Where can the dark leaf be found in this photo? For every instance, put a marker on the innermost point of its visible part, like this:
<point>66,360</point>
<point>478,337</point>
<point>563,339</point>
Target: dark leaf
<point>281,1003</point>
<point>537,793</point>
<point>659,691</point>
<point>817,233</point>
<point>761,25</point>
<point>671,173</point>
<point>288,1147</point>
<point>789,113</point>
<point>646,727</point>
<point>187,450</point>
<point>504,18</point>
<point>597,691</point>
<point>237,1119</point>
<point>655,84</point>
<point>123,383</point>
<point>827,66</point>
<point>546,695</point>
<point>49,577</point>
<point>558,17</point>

---

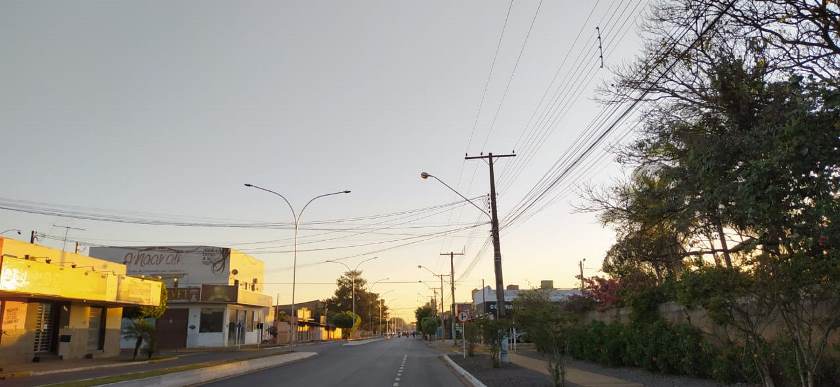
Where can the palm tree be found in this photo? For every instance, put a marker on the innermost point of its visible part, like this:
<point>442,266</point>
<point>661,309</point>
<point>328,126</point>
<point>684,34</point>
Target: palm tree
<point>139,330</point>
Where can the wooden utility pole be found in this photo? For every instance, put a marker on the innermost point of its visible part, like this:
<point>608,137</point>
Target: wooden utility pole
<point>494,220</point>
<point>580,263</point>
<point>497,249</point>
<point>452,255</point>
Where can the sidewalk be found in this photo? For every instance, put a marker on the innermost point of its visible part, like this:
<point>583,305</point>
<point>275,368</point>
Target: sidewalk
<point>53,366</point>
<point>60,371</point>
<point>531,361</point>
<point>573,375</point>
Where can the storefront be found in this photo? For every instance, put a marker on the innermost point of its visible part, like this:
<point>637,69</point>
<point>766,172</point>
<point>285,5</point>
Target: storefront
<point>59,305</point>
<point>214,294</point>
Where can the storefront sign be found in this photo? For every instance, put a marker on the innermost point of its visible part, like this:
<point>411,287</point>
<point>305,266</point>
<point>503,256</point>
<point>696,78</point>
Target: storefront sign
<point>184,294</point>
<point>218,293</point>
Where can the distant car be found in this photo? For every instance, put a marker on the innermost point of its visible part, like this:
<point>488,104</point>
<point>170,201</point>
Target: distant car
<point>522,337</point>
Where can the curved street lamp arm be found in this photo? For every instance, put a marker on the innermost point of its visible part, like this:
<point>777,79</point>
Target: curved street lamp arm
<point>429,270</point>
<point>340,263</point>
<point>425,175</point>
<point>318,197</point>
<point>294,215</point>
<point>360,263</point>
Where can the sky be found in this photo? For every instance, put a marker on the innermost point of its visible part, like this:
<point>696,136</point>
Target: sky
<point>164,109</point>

---

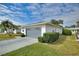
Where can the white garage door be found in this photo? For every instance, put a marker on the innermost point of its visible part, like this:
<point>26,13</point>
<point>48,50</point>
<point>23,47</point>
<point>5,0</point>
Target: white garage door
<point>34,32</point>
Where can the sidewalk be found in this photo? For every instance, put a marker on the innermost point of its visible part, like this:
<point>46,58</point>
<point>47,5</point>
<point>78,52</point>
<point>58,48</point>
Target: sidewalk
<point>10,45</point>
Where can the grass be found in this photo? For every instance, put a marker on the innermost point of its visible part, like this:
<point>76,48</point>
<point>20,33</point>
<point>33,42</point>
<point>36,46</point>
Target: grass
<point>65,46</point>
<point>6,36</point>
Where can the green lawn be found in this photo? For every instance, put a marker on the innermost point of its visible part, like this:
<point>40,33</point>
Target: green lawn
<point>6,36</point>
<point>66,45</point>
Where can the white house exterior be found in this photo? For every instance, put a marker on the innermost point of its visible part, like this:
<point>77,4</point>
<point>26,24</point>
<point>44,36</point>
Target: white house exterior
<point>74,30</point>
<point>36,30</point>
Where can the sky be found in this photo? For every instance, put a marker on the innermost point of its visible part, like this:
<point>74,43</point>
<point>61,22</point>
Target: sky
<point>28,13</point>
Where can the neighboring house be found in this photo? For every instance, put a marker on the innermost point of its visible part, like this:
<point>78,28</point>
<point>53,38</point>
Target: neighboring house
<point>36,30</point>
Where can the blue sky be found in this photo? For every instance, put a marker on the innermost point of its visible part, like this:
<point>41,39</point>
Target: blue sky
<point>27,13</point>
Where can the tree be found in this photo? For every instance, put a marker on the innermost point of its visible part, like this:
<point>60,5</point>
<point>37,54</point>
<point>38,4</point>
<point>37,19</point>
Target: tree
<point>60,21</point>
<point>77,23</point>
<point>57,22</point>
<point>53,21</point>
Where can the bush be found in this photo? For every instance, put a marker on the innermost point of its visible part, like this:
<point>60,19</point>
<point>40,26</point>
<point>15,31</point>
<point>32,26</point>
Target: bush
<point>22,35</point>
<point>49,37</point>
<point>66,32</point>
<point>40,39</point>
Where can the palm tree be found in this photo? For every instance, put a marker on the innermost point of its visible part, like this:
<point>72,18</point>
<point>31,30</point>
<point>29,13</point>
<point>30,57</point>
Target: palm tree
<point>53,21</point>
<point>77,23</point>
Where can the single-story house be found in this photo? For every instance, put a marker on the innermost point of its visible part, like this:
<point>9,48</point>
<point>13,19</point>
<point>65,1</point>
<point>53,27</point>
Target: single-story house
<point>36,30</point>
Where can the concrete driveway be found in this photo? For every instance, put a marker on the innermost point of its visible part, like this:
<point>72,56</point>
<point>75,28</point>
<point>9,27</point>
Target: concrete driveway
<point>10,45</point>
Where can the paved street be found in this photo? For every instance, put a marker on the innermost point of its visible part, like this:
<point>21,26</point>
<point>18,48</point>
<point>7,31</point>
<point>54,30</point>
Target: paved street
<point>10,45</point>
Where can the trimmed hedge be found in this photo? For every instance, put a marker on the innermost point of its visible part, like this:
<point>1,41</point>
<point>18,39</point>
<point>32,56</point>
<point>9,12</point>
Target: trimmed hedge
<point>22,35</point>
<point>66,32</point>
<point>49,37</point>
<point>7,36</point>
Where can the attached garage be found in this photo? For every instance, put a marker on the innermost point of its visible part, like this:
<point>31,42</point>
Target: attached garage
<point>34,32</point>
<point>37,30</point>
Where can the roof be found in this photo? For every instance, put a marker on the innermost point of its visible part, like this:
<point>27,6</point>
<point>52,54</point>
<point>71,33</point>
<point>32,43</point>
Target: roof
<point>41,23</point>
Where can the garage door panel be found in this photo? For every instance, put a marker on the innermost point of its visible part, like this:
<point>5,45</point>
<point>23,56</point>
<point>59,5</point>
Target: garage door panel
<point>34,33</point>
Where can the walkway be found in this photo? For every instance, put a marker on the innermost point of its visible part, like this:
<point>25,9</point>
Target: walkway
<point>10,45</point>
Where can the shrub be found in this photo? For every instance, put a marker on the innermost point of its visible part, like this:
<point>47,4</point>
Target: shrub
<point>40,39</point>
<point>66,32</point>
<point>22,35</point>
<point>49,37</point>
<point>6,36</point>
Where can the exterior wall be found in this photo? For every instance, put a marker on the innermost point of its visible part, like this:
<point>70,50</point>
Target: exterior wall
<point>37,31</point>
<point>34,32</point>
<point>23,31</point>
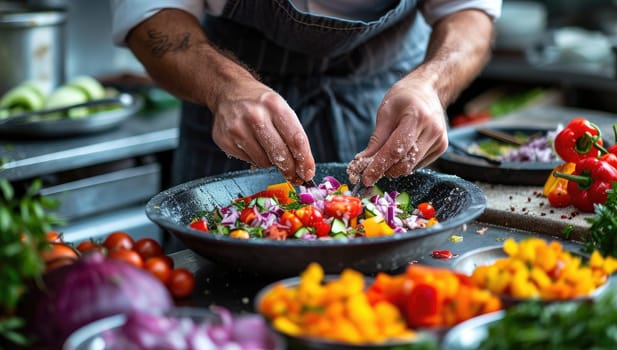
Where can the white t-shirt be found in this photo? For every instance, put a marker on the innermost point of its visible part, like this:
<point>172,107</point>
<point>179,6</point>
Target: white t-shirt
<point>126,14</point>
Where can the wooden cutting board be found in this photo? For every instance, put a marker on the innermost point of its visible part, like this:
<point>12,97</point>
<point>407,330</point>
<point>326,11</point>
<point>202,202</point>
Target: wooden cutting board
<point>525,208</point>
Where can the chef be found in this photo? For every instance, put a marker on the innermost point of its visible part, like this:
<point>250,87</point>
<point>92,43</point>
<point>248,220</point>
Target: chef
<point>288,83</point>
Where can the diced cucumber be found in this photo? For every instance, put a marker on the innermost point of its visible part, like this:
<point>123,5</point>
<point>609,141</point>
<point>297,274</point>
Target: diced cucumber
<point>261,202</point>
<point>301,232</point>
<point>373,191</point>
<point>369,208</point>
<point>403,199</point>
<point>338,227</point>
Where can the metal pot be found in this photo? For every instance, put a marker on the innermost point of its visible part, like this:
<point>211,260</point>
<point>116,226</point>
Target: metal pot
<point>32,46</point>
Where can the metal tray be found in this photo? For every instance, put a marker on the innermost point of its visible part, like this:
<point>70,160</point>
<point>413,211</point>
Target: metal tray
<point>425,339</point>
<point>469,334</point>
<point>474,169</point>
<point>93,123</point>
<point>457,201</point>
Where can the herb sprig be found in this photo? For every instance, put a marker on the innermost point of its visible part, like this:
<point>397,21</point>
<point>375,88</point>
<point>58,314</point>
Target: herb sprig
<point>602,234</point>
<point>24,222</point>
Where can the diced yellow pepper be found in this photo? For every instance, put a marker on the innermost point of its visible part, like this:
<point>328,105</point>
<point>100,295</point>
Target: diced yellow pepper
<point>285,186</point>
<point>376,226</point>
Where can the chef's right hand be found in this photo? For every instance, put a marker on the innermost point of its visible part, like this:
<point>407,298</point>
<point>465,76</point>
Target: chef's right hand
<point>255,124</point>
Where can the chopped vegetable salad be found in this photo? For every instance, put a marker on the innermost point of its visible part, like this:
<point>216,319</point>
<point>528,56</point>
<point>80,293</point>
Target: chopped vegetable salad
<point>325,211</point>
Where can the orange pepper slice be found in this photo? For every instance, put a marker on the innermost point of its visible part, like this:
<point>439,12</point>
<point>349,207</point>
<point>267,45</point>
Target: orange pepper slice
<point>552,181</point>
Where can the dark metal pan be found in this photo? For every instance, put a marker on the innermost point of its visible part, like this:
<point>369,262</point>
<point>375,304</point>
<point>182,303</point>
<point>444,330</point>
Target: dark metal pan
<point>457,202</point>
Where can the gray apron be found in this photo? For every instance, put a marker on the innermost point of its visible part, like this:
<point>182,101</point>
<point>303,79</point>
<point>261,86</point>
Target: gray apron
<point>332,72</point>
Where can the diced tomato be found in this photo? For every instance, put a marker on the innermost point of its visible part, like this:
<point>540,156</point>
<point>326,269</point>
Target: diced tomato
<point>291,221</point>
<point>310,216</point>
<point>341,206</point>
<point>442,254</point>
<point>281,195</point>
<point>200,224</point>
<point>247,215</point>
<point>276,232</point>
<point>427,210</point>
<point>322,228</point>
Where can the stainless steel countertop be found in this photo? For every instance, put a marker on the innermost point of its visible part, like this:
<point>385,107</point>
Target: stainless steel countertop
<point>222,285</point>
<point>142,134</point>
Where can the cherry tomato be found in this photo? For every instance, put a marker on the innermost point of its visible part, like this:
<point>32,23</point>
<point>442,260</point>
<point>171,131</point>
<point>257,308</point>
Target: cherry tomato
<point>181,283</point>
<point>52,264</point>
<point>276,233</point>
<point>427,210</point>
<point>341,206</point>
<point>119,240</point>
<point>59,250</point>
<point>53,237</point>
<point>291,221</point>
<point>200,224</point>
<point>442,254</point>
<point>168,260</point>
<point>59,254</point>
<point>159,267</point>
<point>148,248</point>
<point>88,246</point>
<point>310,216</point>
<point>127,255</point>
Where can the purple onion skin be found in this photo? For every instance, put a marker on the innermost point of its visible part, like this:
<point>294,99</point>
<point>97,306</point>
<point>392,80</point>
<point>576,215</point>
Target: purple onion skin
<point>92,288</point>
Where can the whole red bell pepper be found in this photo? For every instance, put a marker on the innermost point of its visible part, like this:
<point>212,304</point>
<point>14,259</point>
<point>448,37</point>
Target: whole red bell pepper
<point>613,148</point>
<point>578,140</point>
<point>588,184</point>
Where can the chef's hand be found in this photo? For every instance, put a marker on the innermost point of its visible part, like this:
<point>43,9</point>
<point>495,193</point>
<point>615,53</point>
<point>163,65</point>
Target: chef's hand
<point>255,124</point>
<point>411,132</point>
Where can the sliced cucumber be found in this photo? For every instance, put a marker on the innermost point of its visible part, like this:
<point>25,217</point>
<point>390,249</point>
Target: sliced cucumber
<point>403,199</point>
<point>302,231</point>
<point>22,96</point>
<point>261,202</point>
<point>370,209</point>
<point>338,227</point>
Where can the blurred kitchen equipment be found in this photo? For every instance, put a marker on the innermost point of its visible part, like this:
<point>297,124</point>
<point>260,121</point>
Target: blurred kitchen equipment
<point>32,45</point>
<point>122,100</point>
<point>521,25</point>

**AIM OF THE TASK**
Starting with the line with "<point>18,39</point>" above and going on through the line with "<point>31,42</point>", transcribe every line exactly, both ends included, and add nothing.

**RESULT FOR THIS EXERCISE**
<point>18,39</point>
<point>32,56</point>
<point>9,12</point>
Target: trimmed hedge
<point>22,35</point>
<point>66,32</point>
<point>49,37</point>
<point>7,36</point>
Where can the attached garage be found in this photo? For every instance, put a marker on the innermost point of its visible part, like this:
<point>31,42</point>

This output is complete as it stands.